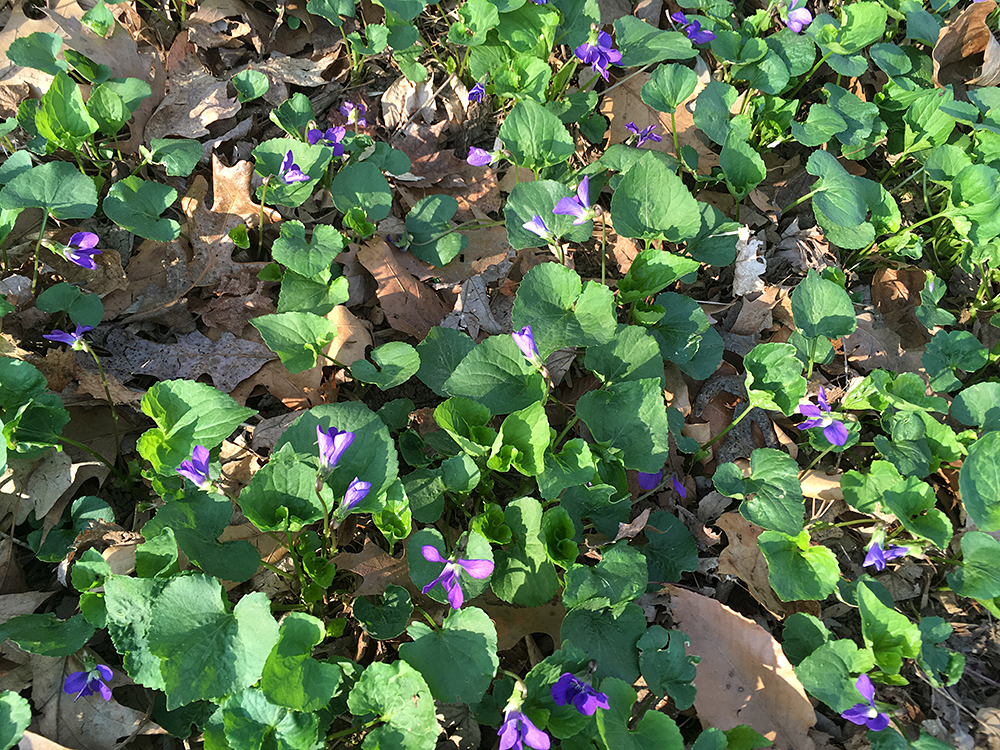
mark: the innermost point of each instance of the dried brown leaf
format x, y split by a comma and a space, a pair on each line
744, 676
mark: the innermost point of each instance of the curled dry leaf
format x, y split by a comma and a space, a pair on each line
965, 47
744, 676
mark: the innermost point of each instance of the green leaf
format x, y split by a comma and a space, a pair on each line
296, 337
291, 676
387, 619
497, 375
178, 155
187, 414
521, 443
38, 50
197, 521
652, 203
890, 635
620, 576
249, 716
609, 635
57, 187
822, 308
669, 86
978, 406
641, 43
979, 575
632, 417
440, 353
397, 695
671, 550
136, 205
428, 224
396, 361
362, 184
15, 716
573, 465
798, 570
47, 635
837, 196
979, 482
539, 197
651, 272
459, 660
205, 650
827, 673
774, 482
774, 378
948, 352
423, 571
561, 311
535, 137
666, 667
523, 574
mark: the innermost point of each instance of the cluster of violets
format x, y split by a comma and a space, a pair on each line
89, 683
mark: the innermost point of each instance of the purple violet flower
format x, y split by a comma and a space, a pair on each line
878, 557
537, 226
525, 341
518, 731
332, 444
449, 576
866, 713
332, 137
599, 55
578, 206
73, 340
798, 16
650, 481
81, 250
646, 134
356, 492
819, 416
354, 114
479, 157
571, 689
478, 92
196, 467
89, 683
290, 172
693, 29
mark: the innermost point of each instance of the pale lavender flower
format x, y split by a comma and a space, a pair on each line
356, 492
878, 557
332, 137
578, 206
518, 731
290, 172
537, 226
479, 157
693, 29
196, 467
81, 250
72, 340
798, 16
525, 341
450, 574
89, 683
866, 713
571, 689
354, 114
819, 416
646, 134
332, 444
599, 55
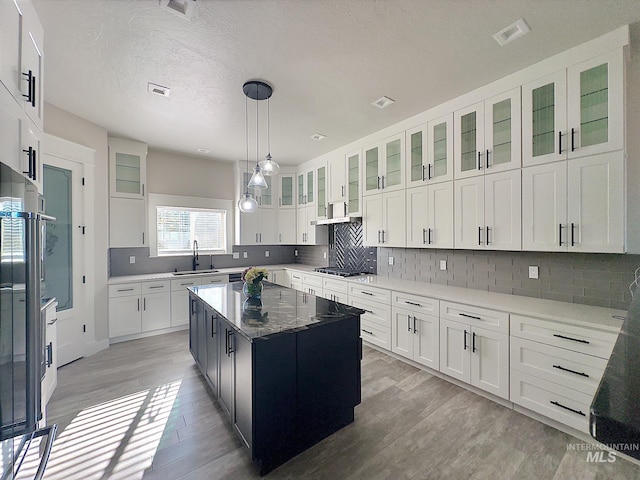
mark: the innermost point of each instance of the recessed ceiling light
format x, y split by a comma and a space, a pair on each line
383, 102
159, 89
514, 31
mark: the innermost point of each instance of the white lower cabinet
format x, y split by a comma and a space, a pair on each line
475, 355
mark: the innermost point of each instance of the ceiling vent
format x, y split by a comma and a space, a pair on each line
514, 31
182, 8
383, 102
159, 89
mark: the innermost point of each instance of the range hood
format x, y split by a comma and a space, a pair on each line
337, 213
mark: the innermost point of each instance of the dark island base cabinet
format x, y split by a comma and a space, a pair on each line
285, 392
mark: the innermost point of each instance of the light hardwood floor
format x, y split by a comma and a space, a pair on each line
140, 409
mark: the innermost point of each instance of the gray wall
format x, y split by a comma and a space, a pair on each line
587, 278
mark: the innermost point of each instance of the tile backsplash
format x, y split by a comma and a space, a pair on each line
587, 278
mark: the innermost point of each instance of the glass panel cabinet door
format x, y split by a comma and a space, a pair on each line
544, 120
595, 106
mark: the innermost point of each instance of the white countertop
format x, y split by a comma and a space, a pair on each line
599, 317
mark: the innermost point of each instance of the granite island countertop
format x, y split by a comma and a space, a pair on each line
280, 309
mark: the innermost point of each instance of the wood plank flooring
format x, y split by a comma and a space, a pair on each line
140, 409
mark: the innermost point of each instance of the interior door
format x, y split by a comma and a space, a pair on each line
64, 252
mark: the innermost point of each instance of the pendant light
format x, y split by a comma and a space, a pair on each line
247, 204
257, 91
269, 166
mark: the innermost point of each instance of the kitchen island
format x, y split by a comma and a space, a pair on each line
285, 369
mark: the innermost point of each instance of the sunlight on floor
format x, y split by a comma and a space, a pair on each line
114, 440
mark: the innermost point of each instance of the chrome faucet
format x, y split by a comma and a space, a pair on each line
195, 256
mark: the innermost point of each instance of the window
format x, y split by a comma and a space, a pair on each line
178, 227
11, 231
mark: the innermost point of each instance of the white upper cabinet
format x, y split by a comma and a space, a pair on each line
383, 166
576, 112
488, 136
127, 168
430, 152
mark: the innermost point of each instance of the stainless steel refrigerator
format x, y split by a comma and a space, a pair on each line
21, 329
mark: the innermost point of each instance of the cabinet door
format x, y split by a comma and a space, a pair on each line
440, 215
469, 141
440, 149
287, 190
372, 220
490, 361
503, 141
418, 216
371, 170
211, 323
544, 207
417, 147
156, 311
454, 350
32, 64
287, 227
502, 211
596, 203
124, 316
127, 222
393, 174
469, 213
595, 110
337, 179
426, 340
354, 194
402, 332
10, 74
544, 119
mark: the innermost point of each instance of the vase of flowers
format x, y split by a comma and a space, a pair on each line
252, 278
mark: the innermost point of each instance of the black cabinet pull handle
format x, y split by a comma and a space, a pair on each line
572, 339
573, 146
582, 374
567, 408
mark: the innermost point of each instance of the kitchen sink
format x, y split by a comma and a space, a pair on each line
194, 272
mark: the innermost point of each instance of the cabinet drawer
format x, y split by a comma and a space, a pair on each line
367, 293
156, 287
124, 290
475, 316
573, 370
551, 400
311, 280
415, 303
183, 283
572, 337
374, 333
338, 286
374, 312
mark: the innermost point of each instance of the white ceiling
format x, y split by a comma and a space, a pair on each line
327, 60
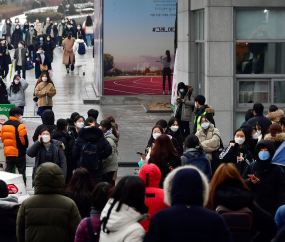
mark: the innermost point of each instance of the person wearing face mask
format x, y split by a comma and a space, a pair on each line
20, 56
5, 58
95, 136
16, 36
184, 107
15, 141
266, 180
68, 55
8, 29
16, 92
45, 91
238, 151
45, 150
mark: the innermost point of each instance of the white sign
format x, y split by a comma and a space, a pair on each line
174, 82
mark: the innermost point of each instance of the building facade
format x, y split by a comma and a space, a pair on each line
233, 52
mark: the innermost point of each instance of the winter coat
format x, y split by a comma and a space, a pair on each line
280, 218
37, 64
68, 54
230, 154
58, 155
14, 137
49, 50
275, 116
18, 98
49, 215
8, 218
5, 58
183, 111
83, 205
82, 233
16, 37
269, 192
92, 135
40, 93
209, 141
235, 196
263, 121
199, 113
277, 140
151, 175
80, 60
186, 191
48, 122
89, 29
123, 225
24, 56
173, 161
111, 163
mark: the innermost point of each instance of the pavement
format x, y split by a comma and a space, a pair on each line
134, 123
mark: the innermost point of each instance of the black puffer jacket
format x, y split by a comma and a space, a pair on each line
269, 192
230, 154
8, 218
235, 196
48, 122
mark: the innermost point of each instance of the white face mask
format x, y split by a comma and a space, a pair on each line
80, 125
255, 136
46, 138
155, 135
174, 128
239, 141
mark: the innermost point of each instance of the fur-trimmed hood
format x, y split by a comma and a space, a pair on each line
275, 116
186, 185
278, 138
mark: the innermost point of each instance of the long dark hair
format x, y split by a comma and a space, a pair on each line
130, 191
162, 150
81, 184
89, 21
168, 56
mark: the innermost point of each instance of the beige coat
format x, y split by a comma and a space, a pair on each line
68, 51
41, 94
275, 116
208, 141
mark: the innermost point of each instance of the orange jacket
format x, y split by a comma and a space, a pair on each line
14, 137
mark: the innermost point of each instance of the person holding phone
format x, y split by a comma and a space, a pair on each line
238, 151
266, 180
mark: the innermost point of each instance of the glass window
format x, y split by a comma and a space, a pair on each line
260, 24
260, 58
254, 91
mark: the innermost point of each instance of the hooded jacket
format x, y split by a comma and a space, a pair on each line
199, 113
269, 192
151, 175
209, 141
8, 218
48, 122
186, 190
186, 107
48, 215
123, 225
275, 116
277, 140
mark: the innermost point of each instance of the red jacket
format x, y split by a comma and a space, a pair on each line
151, 176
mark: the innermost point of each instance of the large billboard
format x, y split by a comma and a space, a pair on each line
137, 34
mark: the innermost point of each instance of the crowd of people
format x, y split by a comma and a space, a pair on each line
189, 185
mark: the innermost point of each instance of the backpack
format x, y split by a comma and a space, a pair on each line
81, 49
89, 156
239, 222
200, 161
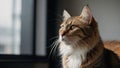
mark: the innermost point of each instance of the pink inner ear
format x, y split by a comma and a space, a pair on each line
86, 14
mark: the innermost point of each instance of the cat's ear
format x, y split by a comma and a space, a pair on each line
66, 15
86, 14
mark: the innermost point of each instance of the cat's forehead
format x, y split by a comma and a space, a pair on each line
73, 20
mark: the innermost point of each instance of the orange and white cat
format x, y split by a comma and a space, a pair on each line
81, 45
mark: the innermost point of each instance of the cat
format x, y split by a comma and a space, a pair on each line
81, 45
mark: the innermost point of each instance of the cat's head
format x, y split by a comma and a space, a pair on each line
82, 28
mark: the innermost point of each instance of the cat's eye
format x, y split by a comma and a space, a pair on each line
73, 27
61, 26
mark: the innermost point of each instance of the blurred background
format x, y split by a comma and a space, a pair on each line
29, 27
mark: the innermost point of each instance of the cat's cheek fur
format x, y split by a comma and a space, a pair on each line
75, 55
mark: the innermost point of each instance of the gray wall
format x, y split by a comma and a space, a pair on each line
106, 13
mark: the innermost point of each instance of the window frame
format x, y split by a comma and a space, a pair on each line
30, 57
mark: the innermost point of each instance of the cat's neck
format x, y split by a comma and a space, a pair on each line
94, 56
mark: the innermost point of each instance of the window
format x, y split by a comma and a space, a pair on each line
10, 25
23, 27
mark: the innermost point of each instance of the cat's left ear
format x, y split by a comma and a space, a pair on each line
66, 15
86, 14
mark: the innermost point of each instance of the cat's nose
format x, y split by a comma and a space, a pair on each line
63, 33
62, 38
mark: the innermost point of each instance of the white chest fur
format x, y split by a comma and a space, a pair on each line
76, 55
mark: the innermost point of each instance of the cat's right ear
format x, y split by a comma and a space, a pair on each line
66, 15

EXERCISE DIRECTIONS:
The required output is the exact lines from the opening line of the entries through the line with "mark: the innermost point of each instance of the ceiling", inclusive, without pictures.

WRITTEN SOLUTION:
mark: the innermost point of each instance of the dried brown leaf
format x, y split by a comma and a space, a pair on each line
744, 676
mark: the innermost point of each instance of the curled dry leaf
format x, y split by a comma and a space, a pair on each line
965, 47
744, 676
mark: the innermost point of each instance of the green leaf
format x, y split by a comma and a space, a pair on each line
296, 337
291, 676
387, 619
497, 375
178, 155
187, 414
521, 443
38, 50
197, 521
652, 203
890, 635
620, 576
249, 716
609, 635
57, 187
822, 308
669, 86
978, 406
641, 43
979, 575
632, 417
440, 353
397, 695
671, 550
136, 205
428, 224
396, 361
362, 184
15, 716
573, 465
798, 570
47, 635
837, 196
979, 482
539, 197
651, 272
459, 660
205, 650
827, 673
774, 482
774, 378
948, 352
423, 571
561, 311
535, 137
666, 667
523, 574
mark: the innermost point of each instance of the cluster of violets
format x, y split by a comma and a space, a pair on each line
89, 683
mark: the innermost point of each instance of the purple violet flower
format x, y split by a comma and a space, a pair on each line
878, 557
537, 226
525, 341
518, 731
332, 444
449, 576
866, 713
332, 137
599, 55
578, 206
73, 340
798, 16
650, 481
81, 250
646, 134
356, 492
819, 416
354, 114
479, 157
571, 689
478, 92
196, 467
89, 683
290, 172
693, 29
mark: the innermost point of each instance of the pale lavender flower
format x, y split by a comma and a space, a pair on each line
356, 492
878, 557
332, 137
578, 206
518, 731
290, 172
537, 226
479, 157
693, 29
196, 467
81, 250
72, 340
798, 16
525, 341
450, 574
89, 683
866, 713
571, 689
354, 114
819, 416
646, 134
332, 444
599, 55
mark: the innermost point of each instance of the recessed ceiling light
format x, y split by a comma and a space, a pair on each line
383, 102
159, 89
514, 31
mark: the innermost point of each instance of the white lower cabinet
format x, y split by a comma and a space, a pair on each line
475, 355
mark: the innermost point of each instance of the ceiling vent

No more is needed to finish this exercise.